**Task details**
Your reply should be a faithful copy of the records below, free of pictures.

**Stored items from a collection**
********************

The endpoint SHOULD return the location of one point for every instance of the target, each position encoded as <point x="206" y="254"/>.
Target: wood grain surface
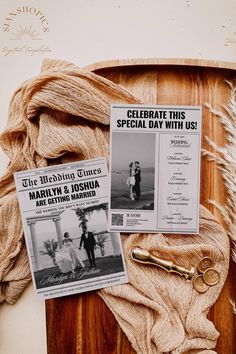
<point x="82" y="324"/>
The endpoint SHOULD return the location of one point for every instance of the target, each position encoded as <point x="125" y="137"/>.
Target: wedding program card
<point x="64" y="214"/>
<point x="155" y="168"/>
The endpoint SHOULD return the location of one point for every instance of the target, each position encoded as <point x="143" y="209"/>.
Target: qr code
<point x="117" y="219"/>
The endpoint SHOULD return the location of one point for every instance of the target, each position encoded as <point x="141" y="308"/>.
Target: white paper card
<point x="155" y="168"/>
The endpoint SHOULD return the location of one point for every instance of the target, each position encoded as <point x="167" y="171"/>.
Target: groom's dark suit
<point x="89" y="243"/>
<point x="137" y="176"/>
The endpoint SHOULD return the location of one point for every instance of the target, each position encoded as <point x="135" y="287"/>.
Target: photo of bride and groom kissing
<point x="134" y="180"/>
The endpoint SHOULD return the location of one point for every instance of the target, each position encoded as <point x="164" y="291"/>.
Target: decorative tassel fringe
<point x="225" y="158"/>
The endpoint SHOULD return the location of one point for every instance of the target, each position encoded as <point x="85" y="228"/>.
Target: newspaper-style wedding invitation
<point x="64" y="211"/>
<point x="155" y="168"/>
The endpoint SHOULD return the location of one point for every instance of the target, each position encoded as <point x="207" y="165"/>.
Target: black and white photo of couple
<point x="132" y="171"/>
<point x="134" y="181"/>
<point x="73" y="245"/>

********************

**Output of the task**
The endpoint SHOULD return the location of one point for every instance of the target, each position encoded as <point x="206" y="254"/>.
Target: wood grain surface
<point x="82" y="324"/>
The endpoint SHOULD return the location of one point for every instance of the target, each position encoded as <point x="125" y="137"/>.
Target: wedding program card
<point x="64" y="214"/>
<point x="155" y="168"/>
The endpoint SHOULD return the location of one point for every instance of the target, each position encoded as <point x="143" y="209"/>.
Target: qr code
<point x="117" y="219"/>
The endpoint SHOULD return the location of one point for every instance of the target, each position encoded as <point x="141" y="308"/>.
Target: white paper card
<point x="155" y="168"/>
The endpoint SHOULD return the location of one point for every instance of the target, each position encoded as <point x="167" y="171"/>.
Target: groom's dark suit
<point x="89" y="243"/>
<point x="137" y="176"/>
The endpoint SHOULD return the location of one point for every instance of the target, each position encoded as <point x="135" y="287"/>.
Target: photo of bride and groom kissing
<point x="134" y="180"/>
The endpoint SHOULD return the location of one point for every instance of the target, each position encoded as <point x="164" y="291"/>.
Target: decorative tassel fringe
<point x="225" y="158"/>
The endpoint SHOULD return the location of one point for every instance of the target, each position encoded as <point x="85" y="228"/>.
Target: newspaper-style wedding invitation
<point x="64" y="211"/>
<point x="155" y="168"/>
The endpoint SHOULD return the location of one point for every instance of the target, each position encoded as <point x="207" y="165"/>.
Target: black and white photo of couple
<point x="132" y="171"/>
<point x="134" y="181"/>
<point x="73" y="245"/>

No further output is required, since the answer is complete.